(DATA)

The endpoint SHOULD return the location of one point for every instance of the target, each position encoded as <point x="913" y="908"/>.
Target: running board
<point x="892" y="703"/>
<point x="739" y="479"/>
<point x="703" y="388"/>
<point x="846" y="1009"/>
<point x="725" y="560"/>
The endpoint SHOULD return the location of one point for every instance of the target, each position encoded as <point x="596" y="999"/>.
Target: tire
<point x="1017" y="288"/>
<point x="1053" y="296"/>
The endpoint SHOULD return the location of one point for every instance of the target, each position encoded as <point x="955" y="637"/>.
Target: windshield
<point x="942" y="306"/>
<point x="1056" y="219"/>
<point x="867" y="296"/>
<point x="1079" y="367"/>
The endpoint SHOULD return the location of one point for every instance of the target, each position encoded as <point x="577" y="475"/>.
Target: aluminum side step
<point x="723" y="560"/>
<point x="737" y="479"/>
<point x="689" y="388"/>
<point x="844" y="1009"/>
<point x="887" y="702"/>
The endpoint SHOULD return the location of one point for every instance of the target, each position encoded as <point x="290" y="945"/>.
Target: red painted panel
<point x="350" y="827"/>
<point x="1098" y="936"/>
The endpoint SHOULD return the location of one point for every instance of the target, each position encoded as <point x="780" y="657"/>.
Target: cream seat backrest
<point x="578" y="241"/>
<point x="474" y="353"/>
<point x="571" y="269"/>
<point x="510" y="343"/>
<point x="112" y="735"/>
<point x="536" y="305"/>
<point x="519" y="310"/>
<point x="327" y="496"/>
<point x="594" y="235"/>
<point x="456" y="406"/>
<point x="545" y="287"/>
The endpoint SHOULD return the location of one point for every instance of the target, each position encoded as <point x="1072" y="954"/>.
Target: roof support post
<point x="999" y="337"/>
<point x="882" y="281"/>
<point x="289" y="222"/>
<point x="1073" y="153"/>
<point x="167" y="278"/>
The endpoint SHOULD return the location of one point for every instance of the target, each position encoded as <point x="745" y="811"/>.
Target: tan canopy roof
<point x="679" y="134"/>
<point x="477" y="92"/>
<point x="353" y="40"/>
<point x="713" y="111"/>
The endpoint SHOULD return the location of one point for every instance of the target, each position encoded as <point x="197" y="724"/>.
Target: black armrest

(End DATA)

*ACTIVITY:* Your answer should be every entry above, repeated exactly.

*ANSWER AREA:*
The endpoint SHOULD return the location of one point for every instance of the target, each position encoded as <point x="913" y="908"/>.
Target: running board
<point x="892" y="703"/>
<point x="739" y="479"/>
<point x="703" y="388"/>
<point x="846" y="1009"/>
<point x="725" y="560"/>
The endpoint SHOULD return the location of one point for every instance of the target, each position encoded as <point x="596" y="999"/>.
Target: tire
<point x="1017" y="288"/>
<point x="1053" y="296"/>
The endpoint SHOULD return the location of one point for every instance of the target, each position encoded as <point x="955" y="637"/>.
Target: windshield
<point x="942" y="306"/>
<point x="1056" y="219"/>
<point x="867" y="296"/>
<point x="1079" y="367"/>
The endpoint SHOULD return the location of one point for every instance of the target, each position encoded as <point x="577" y="475"/>.
Target: aluminum side step
<point x="723" y="560"/>
<point x="737" y="479"/>
<point x="689" y="388"/>
<point x="844" y="1009"/>
<point x="887" y="702"/>
The endpoint SHOULD return the location of one point for every instance of the target, each position encoded as <point x="290" y="945"/>.
Target: red painted panel
<point x="350" y="827"/>
<point x="1098" y="936"/>
The endpoint SHOULD return the location of one point for every instance of the target, each position encoded as <point x="780" y="657"/>.
Target: cream seat backrest
<point x="578" y="241"/>
<point x="474" y="353"/>
<point x="571" y="269"/>
<point x="510" y="343"/>
<point x="112" y="735"/>
<point x="536" y="305"/>
<point x="519" y="310"/>
<point x="327" y="496"/>
<point x="594" y="235"/>
<point x="456" y="406"/>
<point x="545" y="287"/>
The endpoint SHOULD return the location of one point for every instance of the target, each position encoded as <point x="1072" y="954"/>.
Target: roof support post
<point x="999" y="337"/>
<point x="882" y="281"/>
<point x="289" y="222"/>
<point x="1073" y="153"/>
<point x="167" y="278"/>
The endpoint SHOULD return the location of one point for every instance of the target, each position encoded as <point x="745" y="811"/>.
Target: tan canopy roof
<point x="679" y="134"/>
<point x="477" y="92"/>
<point x="353" y="40"/>
<point x="713" y="111"/>
The endpoint SHOULD return the location of one point for every instance of the target, each position encoded as <point x="197" y="724"/>.
Target: black armrest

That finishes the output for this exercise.